───── DATA FOR THE TASK

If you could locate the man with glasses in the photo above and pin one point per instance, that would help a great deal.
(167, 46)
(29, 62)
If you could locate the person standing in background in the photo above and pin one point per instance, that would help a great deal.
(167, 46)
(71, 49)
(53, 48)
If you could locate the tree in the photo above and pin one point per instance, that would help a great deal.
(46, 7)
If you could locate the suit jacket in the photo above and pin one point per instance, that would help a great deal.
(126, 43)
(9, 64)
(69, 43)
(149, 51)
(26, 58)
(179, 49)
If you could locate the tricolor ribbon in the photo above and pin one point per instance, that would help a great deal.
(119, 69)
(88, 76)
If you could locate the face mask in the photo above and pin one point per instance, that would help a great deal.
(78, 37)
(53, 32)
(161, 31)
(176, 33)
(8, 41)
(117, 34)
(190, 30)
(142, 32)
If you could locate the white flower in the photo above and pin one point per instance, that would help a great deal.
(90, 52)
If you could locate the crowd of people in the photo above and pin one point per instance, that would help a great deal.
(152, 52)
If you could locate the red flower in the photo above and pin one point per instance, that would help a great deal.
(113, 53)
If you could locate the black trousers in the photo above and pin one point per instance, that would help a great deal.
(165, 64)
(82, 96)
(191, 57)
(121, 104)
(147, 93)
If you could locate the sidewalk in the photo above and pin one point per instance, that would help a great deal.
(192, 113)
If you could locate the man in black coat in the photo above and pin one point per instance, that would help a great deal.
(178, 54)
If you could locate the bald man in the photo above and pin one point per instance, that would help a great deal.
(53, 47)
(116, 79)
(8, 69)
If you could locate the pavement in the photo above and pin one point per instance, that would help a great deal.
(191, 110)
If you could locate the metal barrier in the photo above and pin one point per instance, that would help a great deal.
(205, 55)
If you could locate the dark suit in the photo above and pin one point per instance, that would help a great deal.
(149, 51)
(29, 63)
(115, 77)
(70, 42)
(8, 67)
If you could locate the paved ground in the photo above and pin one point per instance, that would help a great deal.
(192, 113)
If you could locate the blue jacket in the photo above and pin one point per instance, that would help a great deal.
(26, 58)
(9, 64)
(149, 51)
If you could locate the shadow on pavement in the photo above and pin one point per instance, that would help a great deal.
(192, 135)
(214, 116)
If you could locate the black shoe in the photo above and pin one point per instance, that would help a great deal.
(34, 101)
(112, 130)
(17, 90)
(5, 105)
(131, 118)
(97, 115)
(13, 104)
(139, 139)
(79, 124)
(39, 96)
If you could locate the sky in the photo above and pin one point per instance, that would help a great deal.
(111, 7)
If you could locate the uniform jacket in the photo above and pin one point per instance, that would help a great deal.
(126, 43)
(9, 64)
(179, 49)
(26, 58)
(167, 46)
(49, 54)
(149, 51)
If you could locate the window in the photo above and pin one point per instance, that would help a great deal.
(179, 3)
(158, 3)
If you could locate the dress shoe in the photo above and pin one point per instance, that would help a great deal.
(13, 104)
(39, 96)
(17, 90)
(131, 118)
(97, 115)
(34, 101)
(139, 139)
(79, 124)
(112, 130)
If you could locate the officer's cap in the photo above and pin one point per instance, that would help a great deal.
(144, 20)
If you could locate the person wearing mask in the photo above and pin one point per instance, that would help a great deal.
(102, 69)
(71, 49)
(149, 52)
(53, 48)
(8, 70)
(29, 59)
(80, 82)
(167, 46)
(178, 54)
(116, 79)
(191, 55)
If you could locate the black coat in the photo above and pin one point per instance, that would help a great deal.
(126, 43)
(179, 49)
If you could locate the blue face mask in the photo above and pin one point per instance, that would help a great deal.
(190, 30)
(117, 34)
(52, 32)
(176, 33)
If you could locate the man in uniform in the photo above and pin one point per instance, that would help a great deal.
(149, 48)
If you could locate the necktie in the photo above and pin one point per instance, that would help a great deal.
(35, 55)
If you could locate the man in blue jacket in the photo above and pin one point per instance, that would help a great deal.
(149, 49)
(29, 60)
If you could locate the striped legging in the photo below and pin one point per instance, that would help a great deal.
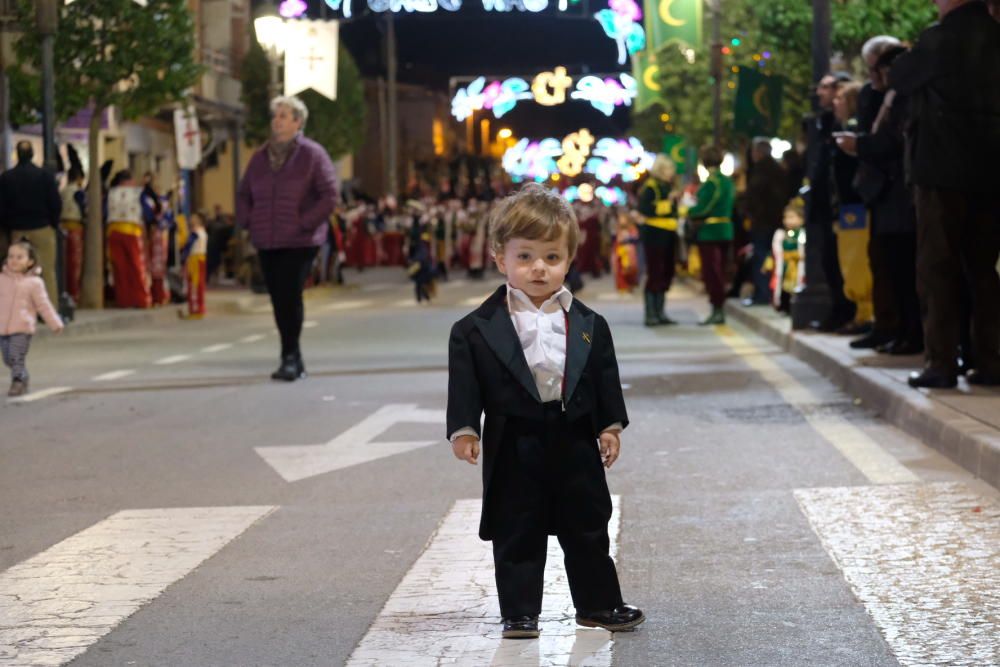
(15, 350)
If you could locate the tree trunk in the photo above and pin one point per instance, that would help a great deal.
(92, 290)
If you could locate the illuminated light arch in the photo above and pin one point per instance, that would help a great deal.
(547, 88)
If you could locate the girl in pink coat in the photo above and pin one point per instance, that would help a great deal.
(22, 299)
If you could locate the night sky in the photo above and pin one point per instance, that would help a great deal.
(471, 42)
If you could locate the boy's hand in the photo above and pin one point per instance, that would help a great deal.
(610, 445)
(466, 448)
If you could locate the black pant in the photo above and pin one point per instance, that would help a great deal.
(660, 248)
(900, 261)
(958, 234)
(285, 271)
(884, 294)
(549, 479)
(842, 309)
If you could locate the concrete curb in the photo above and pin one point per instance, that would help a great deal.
(967, 441)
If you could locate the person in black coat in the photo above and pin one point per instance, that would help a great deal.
(542, 367)
(952, 77)
(30, 206)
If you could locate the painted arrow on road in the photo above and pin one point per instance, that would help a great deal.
(352, 447)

──────────

Copy every one of the records above word for word. Leave the pictures out.

• **EXERCISE OUTPUT**:
If you could locate the man with glasses in the photo above and pin one point per instance, that would help a great deal.
(167, 46)
(29, 62)
If you could locate the person standing in background in the photo above and pin one point per instance, that would help a great deal.
(167, 46)
(71, 49)
(53, 48)
If you could locate the tree in the photo above and pin one point per instance, that would help a great deal.
(46, 7)
If you could locate the suit jacket in the photo above and pin one point per instance, that would help a great deal.
(126, 43)
(9, 64)
(69, 43)
(149, 51)
(26, 58)
(179, 49)
If you could locate the tricolor ribbon in the photo above and pin one point per instance, that would help a great deal.
(119, 69)
(88, 76)
If you could locate the face mask in the photo above and pin one point per instance, that would help a great deal.
(78, 37)
(53, 32)
(161, 31)
(176, 33)
(8, 41)
(117, 34)
(190, 30)
(142, 32)
If you could locate the white flower in the photo above and pin one point per instance, that would help a great deal.
(90, 52)
If you could locate the crowd of people in the photo above and pin one point per instance, that would help a great deal.
(152, 52)
If you could locate the red flower in the photo above and pin one point per instance, that would help a great deal.
(113, 53)
If you could locate the black trousers in the photo above and pin one point per instance, that would help a great deal.
(165, 64)
(82, 96)
(191, 57)
(121, 104)
(147, 93)
If you could locate the sidewalk in the photo above and pin one point per instance, that would help a great deal.
(192, 113)
If you could locate the man in black coat in the photo above and pin one point per instance, that would help a great deal.
(178, 54)
If you could locate the bald man in the photo above and pin one point per instance, that would help a great deal.
(53, 47)
(116, 79)
(8, 69)
If you could locate the pavement in the photo above and pin one point per instance, that would help a great deal.
(191, 110)
If you could locate the metal barrier in the photo above and pin one point per instance, that would help a great deal.
(205, 55)
If you could locate the dark suit in the photo above and pin one point per instance, that would help a great deal.
(149, 51)
(29, 63)
(115, 77)
(70, 42)
(8, 67)
If you could locate the paved ground in the photo above and pin one point per instance, that would help a great deal.
(192, 113)
If you could locate the blue jacket in the photo above and pin one point per instance, that would help a great deal.
(26, 58)
(9, 64)
(149, 51)
If you could locate the shadow on pavement in the photo above and pin one point per instance, that would help a great deal.
(192, 135)
(214, 116)
If you could locate the black shoe in the photo above and pin one point per instance, that would help a great deal.
(34, 101)
(112, 130)
(17, 90)
(5, 105)
(131, 118)
(97, 115)
(13, 104)
(139, 139)
(79, 124)
(39, 96)
If you could locate the sky in the photo above and pin one point per instance, that would help a great deal.
(111, 7)
If you could locate the uniform jacket in the photo above and pin one point per instance, that would help a great deal.
(126, 43)
(9, 64)
(179, 49)
(26, 58)
(167, 46)
(49, 54)
(149, 51)
If you could locate the window in the photo above and pin one point per instance, that would help a great deal.
(179, 3)
(158, 3)
If you could locate the dress shoe in the photo above and pin one point per instance, that would help a great deal.
(13, 104)
(39, 96)
(17, 90)
(131, 118)
(97, 115)
(34, 101)
(139, 139)
(79, 124)
(112, 130)
If you could locate the officer's cap in the photo above and pin one point per instance, that would help a great deal.
(144, 20)
If you could locate the person wearing mask in the photo above and pin one point per instance, that would help a great deal.
(102, 69)
(71, 49)
(149, 52)
(53, 48)
(8, 70)
(29, 59)
(80, 82)
(167, 46)
(178, 54)
(116, 79)
(191, 55)
If you could locate the black coat in the photo above and pin one point per instance, that would help a great deal.
(126, 43)
(179, 49)
If you could locate the blue face mask in the photo above and pin one point per instance, that would help a great deal.
(190, 30)
(117, 34)
(52, 32)
(176, 33)
If you could locate the man in uniform in the photo above and pin one point per instance, that would help a great deal.
(149, 48)
If you could locate the necktie in the photo above and pin one point per instance, that would help a great deal.
(35, 55)
If you could locate the man in blue jacket in the photo above and pin one point per instance, that would help a great deal.
(149, 49)
(29, 60)
If you could locate the striped legging in the photo below and pin one point per instance, that would help a great deal.
(15, 350)
If you could locate the tree trunk in the photo above and pin one point per instance, that would help a great deal.
(92, 290)
If you could locate the illuminated light arch in the photo above and pin one point per instance, that would help a great deal.
(547, 88)
If you could locate the girl in pink coat in the photo above and pin one point per instance, that would help a great deal.
(22, 299)
If you could locate the night sky in the photo above and pin one point per instance, that would help a great deal.
(471, 42)
If you could locate the boy's hand in the photo above and pin one point per instance, that would help a great deal.
(610, 445)
(466, 448)
If you could locate the black pant in the photo above and pin one point per instance, that would help a great deal.
(660, 248)
(900, 261)
(958, 234)
(285, 271)
(884, 294)
(549, 479)
(842, 309)
If you could locate the concrete curb in the photo above and pin one point per instance, that would help a great deal.
(967, 441)
If you could locate the person in black coat in the photo above and pin one point per instance, that would help a great deal.
(542, 367)
(952, 77)
(30, 206)
If you could locate the painted arrow on road in the photo above and pin one point per instance, that would help a great deal.
(352, 447)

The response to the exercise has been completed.